STORED DATA
* * *

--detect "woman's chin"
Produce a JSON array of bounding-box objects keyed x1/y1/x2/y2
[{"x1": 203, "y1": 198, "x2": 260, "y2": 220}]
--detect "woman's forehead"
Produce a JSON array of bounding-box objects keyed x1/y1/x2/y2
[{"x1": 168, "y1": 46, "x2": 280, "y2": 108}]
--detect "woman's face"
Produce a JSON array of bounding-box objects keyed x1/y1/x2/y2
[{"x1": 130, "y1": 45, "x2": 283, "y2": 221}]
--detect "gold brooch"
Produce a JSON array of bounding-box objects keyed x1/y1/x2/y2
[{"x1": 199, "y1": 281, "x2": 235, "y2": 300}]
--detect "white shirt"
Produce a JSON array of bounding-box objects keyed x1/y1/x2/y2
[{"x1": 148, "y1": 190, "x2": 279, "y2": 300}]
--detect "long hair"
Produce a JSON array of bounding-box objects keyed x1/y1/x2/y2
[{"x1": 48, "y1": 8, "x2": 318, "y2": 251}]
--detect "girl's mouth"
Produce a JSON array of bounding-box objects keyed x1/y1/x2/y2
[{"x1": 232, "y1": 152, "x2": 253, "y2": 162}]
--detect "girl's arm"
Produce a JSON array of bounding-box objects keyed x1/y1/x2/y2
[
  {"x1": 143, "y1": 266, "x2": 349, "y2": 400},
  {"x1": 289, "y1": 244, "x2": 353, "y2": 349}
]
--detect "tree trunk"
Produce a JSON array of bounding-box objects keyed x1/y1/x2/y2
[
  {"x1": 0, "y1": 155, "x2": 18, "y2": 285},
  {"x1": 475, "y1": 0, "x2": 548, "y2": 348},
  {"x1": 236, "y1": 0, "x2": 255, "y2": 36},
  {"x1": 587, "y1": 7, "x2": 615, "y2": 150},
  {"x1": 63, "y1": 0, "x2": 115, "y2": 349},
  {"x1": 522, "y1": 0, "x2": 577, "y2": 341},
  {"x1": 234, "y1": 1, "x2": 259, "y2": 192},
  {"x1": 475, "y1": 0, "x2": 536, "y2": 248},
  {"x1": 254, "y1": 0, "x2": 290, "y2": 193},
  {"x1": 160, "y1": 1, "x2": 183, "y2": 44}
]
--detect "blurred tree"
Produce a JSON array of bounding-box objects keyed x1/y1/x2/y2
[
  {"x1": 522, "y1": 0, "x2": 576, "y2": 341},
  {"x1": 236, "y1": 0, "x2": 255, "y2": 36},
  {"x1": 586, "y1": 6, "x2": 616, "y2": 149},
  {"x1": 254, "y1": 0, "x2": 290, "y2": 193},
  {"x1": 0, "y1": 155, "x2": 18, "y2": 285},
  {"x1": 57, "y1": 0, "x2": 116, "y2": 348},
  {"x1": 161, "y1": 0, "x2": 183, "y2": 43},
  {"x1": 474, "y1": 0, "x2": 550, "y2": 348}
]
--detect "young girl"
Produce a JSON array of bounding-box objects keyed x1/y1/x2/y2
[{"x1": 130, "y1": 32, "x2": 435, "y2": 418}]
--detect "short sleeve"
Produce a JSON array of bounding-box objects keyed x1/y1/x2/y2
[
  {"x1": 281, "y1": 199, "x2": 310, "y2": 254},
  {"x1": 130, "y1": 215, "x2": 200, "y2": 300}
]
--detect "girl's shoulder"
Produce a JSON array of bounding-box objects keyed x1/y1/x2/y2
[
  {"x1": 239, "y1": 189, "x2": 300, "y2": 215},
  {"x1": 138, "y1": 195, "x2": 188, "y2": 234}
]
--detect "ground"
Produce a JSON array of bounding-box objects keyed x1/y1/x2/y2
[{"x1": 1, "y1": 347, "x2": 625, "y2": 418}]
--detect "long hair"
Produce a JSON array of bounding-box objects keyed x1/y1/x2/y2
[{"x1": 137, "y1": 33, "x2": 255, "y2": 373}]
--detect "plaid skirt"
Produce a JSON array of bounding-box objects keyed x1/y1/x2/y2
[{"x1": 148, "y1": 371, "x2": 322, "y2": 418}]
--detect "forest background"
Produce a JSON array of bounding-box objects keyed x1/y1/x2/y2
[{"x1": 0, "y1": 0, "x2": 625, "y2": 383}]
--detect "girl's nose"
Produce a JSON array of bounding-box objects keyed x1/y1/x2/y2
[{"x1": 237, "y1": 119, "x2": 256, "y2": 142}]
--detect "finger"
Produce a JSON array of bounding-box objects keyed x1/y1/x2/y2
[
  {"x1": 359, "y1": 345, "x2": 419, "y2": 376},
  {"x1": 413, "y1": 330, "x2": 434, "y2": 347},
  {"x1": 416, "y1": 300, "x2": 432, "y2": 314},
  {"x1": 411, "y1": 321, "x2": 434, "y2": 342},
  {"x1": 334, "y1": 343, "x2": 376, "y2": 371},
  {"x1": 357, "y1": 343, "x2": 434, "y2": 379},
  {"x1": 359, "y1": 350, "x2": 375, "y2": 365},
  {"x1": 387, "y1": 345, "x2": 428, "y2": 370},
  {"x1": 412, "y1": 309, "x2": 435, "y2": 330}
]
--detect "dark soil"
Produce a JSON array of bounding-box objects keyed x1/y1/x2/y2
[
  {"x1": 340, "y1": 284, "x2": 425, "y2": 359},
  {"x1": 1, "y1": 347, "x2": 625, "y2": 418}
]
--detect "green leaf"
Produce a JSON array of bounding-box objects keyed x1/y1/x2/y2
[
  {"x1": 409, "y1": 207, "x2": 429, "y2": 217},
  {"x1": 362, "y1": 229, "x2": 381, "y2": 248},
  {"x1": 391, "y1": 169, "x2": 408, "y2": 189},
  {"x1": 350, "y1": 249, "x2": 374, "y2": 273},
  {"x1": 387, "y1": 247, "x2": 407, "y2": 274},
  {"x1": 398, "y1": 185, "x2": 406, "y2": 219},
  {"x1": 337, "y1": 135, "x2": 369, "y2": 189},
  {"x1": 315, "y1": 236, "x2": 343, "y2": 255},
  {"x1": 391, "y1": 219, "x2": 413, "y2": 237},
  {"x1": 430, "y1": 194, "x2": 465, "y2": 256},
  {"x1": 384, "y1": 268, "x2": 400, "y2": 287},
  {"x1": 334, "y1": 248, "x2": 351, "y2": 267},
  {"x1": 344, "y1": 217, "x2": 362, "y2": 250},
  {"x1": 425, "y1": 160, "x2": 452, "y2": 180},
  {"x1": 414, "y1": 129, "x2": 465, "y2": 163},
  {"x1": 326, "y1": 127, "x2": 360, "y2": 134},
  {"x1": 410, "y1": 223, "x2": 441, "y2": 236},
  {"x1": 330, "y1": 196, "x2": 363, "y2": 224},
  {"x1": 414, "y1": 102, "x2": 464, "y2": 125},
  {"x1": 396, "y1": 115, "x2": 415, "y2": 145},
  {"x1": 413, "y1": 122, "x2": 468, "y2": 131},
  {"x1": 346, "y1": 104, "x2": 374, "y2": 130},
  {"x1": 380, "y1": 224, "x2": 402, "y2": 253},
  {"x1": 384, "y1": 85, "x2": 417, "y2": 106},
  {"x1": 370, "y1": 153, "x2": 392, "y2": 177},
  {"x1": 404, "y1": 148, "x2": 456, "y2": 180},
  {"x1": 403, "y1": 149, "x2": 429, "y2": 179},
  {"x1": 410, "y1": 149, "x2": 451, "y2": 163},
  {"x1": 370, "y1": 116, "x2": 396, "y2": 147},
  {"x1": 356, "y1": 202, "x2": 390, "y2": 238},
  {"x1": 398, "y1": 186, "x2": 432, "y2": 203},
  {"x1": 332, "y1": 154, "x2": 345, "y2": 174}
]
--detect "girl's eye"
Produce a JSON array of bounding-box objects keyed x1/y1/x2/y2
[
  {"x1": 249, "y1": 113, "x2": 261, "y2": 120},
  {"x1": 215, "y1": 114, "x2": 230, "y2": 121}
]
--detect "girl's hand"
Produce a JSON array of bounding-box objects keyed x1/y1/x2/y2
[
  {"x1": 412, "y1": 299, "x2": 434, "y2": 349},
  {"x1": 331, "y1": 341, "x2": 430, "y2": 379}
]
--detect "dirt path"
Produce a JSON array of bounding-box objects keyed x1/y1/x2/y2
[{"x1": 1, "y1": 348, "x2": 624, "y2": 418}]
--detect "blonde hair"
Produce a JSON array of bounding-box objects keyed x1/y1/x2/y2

* * *

WORK TO BE COMPLETED
Filter the data down to the lines that contain the string "tree", and copy them.

COMPLETED TASK
--detect "tree trunk"
--detect "blurred tree"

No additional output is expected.